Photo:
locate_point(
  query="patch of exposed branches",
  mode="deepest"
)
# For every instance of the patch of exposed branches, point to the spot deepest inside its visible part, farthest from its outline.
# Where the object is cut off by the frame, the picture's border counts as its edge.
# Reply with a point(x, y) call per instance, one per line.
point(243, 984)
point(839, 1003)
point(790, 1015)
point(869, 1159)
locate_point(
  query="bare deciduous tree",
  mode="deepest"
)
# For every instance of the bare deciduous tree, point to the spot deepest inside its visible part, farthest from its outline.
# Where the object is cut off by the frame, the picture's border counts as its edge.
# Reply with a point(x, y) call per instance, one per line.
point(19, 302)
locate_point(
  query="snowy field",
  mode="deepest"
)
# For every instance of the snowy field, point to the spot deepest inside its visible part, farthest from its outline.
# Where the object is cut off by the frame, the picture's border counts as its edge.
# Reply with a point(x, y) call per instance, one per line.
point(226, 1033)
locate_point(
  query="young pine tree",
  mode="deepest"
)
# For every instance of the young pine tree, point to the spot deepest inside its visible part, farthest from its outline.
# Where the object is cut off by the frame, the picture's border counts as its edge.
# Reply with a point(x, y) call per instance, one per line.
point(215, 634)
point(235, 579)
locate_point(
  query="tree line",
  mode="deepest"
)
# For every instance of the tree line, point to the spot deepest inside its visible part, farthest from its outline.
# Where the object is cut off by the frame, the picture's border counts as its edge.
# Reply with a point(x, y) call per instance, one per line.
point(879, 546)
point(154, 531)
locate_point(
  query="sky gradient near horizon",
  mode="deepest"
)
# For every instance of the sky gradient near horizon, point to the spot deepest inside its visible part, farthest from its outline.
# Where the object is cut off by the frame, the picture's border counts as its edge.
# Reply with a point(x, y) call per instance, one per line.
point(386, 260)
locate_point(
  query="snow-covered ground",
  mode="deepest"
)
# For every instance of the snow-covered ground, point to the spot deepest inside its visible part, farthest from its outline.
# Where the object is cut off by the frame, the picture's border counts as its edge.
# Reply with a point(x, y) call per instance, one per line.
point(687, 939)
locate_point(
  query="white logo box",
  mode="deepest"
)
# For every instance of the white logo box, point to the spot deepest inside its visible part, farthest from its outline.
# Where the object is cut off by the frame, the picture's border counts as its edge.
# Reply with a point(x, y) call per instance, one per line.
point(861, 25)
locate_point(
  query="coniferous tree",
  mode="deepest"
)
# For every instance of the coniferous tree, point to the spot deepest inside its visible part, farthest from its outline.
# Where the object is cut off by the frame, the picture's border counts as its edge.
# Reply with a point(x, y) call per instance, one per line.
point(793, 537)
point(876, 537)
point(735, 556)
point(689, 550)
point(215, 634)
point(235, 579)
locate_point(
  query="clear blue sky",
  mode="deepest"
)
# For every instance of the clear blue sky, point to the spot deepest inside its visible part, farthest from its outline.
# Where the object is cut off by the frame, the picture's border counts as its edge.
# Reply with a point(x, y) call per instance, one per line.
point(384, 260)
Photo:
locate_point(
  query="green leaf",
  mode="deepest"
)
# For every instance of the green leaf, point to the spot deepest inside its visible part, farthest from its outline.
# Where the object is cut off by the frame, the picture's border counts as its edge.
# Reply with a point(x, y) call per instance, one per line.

..............................

Extract every line of the data above that contains the string "pine". Matching is case-sensitive.

COMPLETED EXERCISE –
  query="young pine tree",
# For every instance of the young pine tree, point to the spot deepest inside its visible part, farthest from its outline.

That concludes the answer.